**Written request**
Quote, word for word, every line starting at the line that contains "If you could put a point on the green side" and ending with the last line of the records; include both of these lines and no others.

**Object location annotation data**
[Start]
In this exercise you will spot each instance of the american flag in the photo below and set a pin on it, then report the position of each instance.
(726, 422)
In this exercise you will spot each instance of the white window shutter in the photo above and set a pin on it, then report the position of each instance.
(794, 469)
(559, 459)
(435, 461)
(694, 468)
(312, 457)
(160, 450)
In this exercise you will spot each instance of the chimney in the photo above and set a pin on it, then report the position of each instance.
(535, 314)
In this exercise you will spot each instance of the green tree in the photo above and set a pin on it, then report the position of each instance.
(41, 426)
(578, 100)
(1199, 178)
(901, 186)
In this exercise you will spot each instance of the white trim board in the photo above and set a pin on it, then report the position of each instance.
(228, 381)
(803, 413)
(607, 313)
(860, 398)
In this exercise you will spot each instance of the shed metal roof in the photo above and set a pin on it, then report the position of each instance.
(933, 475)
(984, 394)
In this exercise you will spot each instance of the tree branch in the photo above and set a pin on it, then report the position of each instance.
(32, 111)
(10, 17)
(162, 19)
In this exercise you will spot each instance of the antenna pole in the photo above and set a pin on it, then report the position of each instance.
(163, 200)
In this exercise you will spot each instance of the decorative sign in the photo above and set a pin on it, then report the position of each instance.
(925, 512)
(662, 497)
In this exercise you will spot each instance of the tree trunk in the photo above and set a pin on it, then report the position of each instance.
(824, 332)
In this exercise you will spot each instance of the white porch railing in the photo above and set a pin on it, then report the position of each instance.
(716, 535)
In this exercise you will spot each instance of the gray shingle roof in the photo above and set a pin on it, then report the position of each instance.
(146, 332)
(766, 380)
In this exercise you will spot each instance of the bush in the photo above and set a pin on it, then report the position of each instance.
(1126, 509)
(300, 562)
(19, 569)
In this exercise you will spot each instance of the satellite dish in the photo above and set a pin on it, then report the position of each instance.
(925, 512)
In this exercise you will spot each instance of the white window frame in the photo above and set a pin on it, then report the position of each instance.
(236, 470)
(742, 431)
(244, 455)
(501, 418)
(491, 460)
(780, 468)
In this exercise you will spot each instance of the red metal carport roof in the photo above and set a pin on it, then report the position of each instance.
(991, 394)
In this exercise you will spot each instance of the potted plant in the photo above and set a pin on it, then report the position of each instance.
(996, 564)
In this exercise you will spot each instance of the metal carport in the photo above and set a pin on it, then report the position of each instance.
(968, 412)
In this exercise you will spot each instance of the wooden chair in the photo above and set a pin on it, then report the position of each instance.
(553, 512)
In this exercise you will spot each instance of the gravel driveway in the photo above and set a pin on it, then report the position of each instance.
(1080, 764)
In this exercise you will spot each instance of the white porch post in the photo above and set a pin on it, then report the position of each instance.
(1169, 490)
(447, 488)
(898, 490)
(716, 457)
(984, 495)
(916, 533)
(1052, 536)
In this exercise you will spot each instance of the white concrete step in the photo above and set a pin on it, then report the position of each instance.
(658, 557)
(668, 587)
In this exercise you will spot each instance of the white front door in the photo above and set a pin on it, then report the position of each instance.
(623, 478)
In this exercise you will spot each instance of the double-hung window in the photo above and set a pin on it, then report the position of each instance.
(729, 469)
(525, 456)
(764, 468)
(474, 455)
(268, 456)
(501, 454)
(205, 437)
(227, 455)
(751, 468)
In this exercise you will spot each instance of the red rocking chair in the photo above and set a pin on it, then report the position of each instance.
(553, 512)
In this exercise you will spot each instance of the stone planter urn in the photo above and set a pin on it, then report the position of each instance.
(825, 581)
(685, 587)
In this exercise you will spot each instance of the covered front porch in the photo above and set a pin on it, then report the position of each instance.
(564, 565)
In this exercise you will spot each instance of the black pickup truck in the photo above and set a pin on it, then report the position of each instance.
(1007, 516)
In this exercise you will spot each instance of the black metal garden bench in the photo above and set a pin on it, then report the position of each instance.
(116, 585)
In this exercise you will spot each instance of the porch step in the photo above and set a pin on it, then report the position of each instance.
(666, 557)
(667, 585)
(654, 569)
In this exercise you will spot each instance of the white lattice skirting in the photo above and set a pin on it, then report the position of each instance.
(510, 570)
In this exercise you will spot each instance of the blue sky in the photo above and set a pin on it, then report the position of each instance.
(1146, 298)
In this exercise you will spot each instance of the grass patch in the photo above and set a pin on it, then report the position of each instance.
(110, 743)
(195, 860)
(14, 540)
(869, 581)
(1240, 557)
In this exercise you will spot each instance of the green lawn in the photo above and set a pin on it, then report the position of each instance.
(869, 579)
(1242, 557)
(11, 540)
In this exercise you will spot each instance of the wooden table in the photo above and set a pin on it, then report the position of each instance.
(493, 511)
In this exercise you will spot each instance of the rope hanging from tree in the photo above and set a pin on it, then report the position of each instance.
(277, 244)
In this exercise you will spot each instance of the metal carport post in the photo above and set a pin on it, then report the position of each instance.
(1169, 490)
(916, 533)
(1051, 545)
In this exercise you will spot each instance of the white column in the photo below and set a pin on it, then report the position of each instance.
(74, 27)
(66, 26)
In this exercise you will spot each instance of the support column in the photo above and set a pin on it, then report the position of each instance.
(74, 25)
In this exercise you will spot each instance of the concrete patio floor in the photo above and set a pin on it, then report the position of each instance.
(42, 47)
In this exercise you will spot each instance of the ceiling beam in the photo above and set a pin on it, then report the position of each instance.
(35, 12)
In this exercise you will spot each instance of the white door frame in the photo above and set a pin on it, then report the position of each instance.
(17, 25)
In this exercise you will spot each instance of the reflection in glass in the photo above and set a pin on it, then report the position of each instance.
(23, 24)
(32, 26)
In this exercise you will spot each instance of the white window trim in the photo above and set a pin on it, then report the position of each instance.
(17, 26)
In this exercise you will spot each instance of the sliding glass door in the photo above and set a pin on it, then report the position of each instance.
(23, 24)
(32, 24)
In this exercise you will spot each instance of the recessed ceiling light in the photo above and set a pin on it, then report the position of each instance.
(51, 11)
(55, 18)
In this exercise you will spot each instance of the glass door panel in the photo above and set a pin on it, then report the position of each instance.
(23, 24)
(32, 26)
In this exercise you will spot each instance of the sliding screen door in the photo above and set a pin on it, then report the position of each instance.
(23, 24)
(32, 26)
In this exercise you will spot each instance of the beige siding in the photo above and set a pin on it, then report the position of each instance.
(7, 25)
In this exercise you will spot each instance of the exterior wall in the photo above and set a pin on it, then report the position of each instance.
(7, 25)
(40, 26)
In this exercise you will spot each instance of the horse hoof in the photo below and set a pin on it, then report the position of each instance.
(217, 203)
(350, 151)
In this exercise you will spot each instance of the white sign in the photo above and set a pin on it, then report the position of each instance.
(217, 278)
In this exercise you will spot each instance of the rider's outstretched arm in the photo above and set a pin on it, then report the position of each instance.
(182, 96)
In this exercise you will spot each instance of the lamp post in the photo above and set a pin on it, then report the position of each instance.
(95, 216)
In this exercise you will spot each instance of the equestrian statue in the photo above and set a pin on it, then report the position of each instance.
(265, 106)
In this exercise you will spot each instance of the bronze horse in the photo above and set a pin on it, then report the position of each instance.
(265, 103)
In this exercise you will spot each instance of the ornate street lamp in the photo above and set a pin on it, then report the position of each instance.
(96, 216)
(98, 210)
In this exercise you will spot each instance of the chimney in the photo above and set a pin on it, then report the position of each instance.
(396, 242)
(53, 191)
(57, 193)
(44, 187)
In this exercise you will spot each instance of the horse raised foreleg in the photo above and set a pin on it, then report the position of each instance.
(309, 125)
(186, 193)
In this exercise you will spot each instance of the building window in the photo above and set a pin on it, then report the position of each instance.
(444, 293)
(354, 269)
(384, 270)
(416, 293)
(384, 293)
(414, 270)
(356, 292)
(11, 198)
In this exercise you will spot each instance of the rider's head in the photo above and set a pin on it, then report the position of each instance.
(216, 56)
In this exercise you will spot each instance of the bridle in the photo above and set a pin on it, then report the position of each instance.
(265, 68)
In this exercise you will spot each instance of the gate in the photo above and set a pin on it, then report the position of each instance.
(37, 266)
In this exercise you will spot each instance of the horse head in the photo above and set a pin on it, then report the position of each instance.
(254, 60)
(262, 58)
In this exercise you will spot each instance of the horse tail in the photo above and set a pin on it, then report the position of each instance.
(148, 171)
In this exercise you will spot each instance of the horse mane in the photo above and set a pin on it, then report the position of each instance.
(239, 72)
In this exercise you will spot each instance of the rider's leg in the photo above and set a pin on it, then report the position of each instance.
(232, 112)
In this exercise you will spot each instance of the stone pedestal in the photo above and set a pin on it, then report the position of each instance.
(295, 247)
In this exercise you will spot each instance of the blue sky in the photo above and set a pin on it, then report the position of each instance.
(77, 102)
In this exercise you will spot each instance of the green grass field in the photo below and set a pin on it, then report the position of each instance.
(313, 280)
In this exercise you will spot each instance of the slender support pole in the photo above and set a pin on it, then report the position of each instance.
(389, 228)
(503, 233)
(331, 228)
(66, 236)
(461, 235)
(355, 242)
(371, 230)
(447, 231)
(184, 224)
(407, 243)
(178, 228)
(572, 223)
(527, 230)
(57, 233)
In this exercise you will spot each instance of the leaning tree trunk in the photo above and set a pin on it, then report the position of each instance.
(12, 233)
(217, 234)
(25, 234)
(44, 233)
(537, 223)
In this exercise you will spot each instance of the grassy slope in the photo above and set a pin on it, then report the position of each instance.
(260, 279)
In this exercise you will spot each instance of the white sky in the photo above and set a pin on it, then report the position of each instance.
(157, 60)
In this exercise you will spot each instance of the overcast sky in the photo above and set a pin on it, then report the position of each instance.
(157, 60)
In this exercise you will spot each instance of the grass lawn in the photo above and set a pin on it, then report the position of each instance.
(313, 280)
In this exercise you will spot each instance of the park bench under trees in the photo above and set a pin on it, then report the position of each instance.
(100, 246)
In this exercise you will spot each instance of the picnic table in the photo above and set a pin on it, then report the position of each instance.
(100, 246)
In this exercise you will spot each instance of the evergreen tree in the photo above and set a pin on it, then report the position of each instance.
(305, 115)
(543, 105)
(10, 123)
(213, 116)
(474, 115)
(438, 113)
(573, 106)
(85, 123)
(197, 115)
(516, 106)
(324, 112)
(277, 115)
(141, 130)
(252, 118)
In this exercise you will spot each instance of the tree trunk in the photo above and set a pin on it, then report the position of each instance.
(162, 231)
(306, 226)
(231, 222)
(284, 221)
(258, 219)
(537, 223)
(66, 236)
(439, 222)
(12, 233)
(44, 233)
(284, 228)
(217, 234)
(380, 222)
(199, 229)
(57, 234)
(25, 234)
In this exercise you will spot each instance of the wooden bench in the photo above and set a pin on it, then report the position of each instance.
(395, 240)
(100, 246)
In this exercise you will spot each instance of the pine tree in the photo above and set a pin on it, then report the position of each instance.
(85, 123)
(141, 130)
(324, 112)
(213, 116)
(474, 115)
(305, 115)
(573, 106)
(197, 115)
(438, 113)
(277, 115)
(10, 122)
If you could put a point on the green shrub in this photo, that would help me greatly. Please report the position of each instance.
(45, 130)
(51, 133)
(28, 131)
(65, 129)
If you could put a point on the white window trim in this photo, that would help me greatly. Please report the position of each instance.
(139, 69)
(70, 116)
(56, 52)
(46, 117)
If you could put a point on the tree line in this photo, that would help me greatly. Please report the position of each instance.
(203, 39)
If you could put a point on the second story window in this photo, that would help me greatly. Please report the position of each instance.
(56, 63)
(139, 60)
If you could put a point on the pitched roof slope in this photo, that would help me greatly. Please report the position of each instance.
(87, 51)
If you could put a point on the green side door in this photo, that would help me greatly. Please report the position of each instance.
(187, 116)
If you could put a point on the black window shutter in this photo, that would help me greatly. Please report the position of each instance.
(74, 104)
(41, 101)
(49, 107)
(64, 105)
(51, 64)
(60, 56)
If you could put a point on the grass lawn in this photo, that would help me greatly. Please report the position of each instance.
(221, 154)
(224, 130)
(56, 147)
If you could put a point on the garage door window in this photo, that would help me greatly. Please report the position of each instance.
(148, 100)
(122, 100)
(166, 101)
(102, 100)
[End]
**Task output**
If you could put a point on the green side door in this photo, that would help me greatly. Please report the position of each instance.
(187, 116)
If you could put a point on the black window shutter in this photo, that would help me greatly. Please report the position of each instance.
(74, 104)
(41, 101)
(49, 107)
(64, 105)
(51, 64)
(60, 56)
If you could put a point on the grass lawn in this photo, that would help me greatly. Please report the position of each instance.
(221, 154)
(224, 130)
(56, 147)
If you could put a point on the garage door window in this photo, that would help me greatly. Please report the position of each instance.
(148, 100)
(122, 100)
(166, 101)
(102, 100)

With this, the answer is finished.